Could you rewrite these items so that every "window with bars" becomes "barred window" and nothing else changes?

*Supplied entries*.
»»

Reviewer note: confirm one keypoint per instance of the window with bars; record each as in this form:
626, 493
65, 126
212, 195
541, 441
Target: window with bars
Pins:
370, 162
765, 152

««

*The answer*.
Reviewer note: confirm one keypoint per instance of the barred window; record each as in this form:
626, 493
65, 126
212, 195
541, 441
Target: barred window
Pins:
370, 162
765, 152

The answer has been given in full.